## EXTRACTED ENTRIES
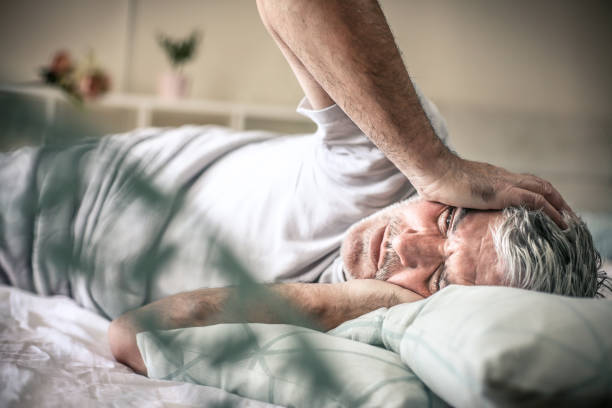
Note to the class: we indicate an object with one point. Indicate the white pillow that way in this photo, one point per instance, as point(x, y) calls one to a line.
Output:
point(272, 363)
point(497, 346)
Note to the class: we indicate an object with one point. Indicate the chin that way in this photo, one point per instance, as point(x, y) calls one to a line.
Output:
point(355, 251)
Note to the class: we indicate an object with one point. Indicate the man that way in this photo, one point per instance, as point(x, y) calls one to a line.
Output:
point(124, 253)
point(418, 245)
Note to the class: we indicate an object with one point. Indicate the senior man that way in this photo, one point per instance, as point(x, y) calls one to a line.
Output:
point(286, 203)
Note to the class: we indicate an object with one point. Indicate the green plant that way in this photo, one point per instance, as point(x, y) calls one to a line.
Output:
point(179, 51)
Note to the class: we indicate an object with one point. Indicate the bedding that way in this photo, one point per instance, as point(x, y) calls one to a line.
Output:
point(471, 346)
point(498, 346)
point(277, 363)
point(54, 353)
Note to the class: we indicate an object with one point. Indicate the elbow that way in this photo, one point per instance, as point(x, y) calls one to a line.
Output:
point(122, 341)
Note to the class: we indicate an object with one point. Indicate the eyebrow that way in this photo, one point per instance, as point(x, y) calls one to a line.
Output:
point(460, 216)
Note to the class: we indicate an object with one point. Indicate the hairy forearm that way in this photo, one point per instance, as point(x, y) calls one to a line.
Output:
point(350, 51)
point(321, 306)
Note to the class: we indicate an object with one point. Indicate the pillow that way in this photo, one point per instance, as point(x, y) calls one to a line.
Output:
point(499, 346)
point(275, 363)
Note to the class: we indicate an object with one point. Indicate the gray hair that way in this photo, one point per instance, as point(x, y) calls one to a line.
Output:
point(536, 254)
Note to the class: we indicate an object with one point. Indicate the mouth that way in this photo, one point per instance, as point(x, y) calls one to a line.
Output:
point(376, 242)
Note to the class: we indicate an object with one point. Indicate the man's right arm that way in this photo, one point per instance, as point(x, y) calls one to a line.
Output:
point(343, 51)
point(321, 306)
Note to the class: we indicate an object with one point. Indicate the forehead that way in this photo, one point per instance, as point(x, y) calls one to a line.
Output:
point(470, 251)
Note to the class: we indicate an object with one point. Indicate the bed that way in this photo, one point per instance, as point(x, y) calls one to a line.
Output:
point(462, 347)
point(465, 346)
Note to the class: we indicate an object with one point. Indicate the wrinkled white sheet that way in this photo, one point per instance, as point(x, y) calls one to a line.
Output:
point(54, 353)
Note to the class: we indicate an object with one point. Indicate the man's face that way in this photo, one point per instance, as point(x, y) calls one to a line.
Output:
point(424, 246)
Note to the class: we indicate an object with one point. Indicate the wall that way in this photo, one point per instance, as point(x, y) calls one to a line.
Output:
point(523, 84)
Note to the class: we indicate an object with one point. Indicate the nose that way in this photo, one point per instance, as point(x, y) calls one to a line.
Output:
point(418, 250)
point(420, 254)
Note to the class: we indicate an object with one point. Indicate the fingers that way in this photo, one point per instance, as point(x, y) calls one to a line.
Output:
point(534, 201)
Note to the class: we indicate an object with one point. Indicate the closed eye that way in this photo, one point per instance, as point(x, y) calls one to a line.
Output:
point(445, 220)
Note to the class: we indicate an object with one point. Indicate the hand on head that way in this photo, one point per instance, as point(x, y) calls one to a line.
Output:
point(464, 183)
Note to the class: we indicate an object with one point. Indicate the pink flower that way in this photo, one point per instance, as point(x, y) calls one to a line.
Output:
point(94, 84)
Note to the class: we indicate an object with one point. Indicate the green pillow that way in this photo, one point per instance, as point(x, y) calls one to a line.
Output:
point(285, 365)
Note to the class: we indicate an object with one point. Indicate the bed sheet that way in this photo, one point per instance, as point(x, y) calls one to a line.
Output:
point(55, 353)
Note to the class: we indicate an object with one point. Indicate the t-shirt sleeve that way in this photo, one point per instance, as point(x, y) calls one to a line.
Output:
point(351, 174)
point(349, 158)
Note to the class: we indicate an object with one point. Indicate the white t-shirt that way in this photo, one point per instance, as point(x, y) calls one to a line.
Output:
point(281, 203)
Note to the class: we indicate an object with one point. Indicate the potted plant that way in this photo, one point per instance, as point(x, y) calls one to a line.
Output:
point(175, 84)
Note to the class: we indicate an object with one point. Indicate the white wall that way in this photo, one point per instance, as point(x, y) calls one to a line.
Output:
point(524, 84)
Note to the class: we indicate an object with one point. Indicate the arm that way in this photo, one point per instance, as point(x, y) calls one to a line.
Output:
point(347, 50)
point(324, 306)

## DIRECTIONS FOR THIS TASK
Reproduce all of the records above word for word, leaving out the pictures.

## SOLVED PROBLEM
Note to the class: we indicate an object with one point. Indicate the white pillow that way in this photo, one point per instance, as point(x, y) calls one to a line.
Output:
point(272, 363)
point(497, 346)
Note to the class: we indicate an object with one point. Indicate the chin that way in this photo, one point per instance, as point(x, y) calls one to a line.
Output:
point(355, 251)
Note to the class: we indicate an object with one point. Indicate the man that way in this photo, one point per instance, as point(x, y) calls one to a line.
Output:
point(124, 253)
point(418, 245)
Note to the class: we indicate an object with one point. Indicate the senior man that way in this photo, one point per instance, as point(x, y) calls one to a line.
Output:
point(286, 203)
Note to the class: we indicate an object with one point. Indicate the green plant that way in this photo, one point per instance, as point(x, y) calls one to a line.
Output:
point(179, 51)
Note to the class: we indicate an object with one point. Indicate the bedding that way in this photo, one point per instance, as point(x, y) calls one to a line.
Output:
point(471, 346)
point(498, 346)
point(277, 363)
point(54, 353)
Note to the class: we indicate an object with one point. Indicate the elbow that way in this photo, one point per instance, as point(x, y) calls one to a line.
Output:
point(122, 341)
Note to the class: we indicate an object with one point. Indicate the eyebrow that way in this photo, one point per instance, as point(x, y) calls one to a line.
Output:
point(460, 216)
Note to the class: we indicate an object with one point. Indicate the hairy forearm that way in this photo, one point per instance, as point(x, y) calls one to a line.
Output:
point(350, 51)
point(321, 306)
Note to the class: we indicate an object with one point. Indicate the pillow that way in this photo, one point per instance, as point(x, y) calls one to a line.
Output:
point(499, 346)
point(275, 363)
Note to the class: we indicate an object with one point. Indicate the gray hair that way in this photo, one point per instance, as point(x, y) calls one to a line.
Output:
point(536, 254)
Note to the class: we indicate an object with one point. Indicate the mouth that way in this photo, one point per instance, as point(x, y) calls one to a line.
Output:
point(376, 242)
Note to the class: we indicate an object with one point. Indicate the man's right arm that way in this photo, one point per instance, as point(x, y) calls one to a line.
Output:
point(343, 51)
point(321, 306)
Note to the class: we indicate an object with one point. Indicate the forehead that way in this photo, one point per instance, as point(x, y) calls one to a line.
Output:
point(470, 251)
Note to the class: we indicate an object with one point. Indicate the bed that way in this photo, one point per instance, as point(x, y) calls one to a line.
Output:
point(462, 347)
point(465, 346)
Note to the class: we indicate an object with one point. Indicate the wrinkled white sheet that way in this photo, one point per instance, as point(x, y) calls one to a line.
Output:
point(54, 353)
Note to the class: we indicate an object with one point. Indicate the man's face that way in this photo, one point per instance, as point(x, y) calls one to a line.
Output:
point(424, 246)
Note to the class: we indicate an object with one point. Indicate the wall that way in this photo, one point per instance, as point(x, y) calls one to a line.
Output:
point(523, 84)
Note to the class: we indicate an object with one point. Indicate the nose that way in this photo, one point per instance, as point(x, y) calls one to a line.
Output:
point(418, 250)
point(420, 254)
Note to the class: we indicate an object with one point. Indicate the fingers that way in this photo, one point per instance, as point(x, y) calls one to a line.
Output:
point(534, 201)
Note to the class: we indicate an object with one point. Indicate the closed eye that way in this photo, one point per instance, as point(x, y) calls one to a line.
Output:
point(445, 220)
Note to the class: we indicate an object with one point. Indicate the hand on head that way in this photo, one point per instance, as point(x, y) calls one to a line.
Output:
point(464, 183)
Note to the class: we indicate an object with one point. Indicate the pink flower that way in this photo, one point per instance, as point(x, y) calls one to a line.
Output:
point(94, 84)
Note to the class: we indicate an object with one point. Indicate the green pillow that way in this photo, one point per instance, as point(x, y) calls one to a line.
Output:
point(285, 365)
Note to the class: we indicate an object with one point. Indicate the bed sheet that way in this photo, one point per instance, as point(x, y) calls one to a line.
Output:
point(55, 353)
Note to the class: we indicate an object with one point. Indicate the t-shirt sleeve that way in this photo, one point per instance, as point(x, y) calls one to a line.
Output:
point(351, 174)
point(349, 158)
Note to the class: we indicate an object with one point. Indicate the white t-shirt that way in this photo, one point per instance, as point(x, y) calls one to a line.
Output:
point(281, 203)
Note to the class: we indicate an object with one point. Indicate the potted plant that way in this photo, one point per instance, as point(x, y) calls one to a line.
Output:
point(175, 84)
Note to the class: we indicate an object with one point. Indicate the white wall that way in this photo, one point per instance, as point(x, y) calls one to a line.
Output:
point(524, 84)
Note to the class: we indicate an object with one point. Indicate the arm that way in this photo, one point per instance, as point(x, y) calls one to a line.
Output:
point(347, 50)
point(324, 306)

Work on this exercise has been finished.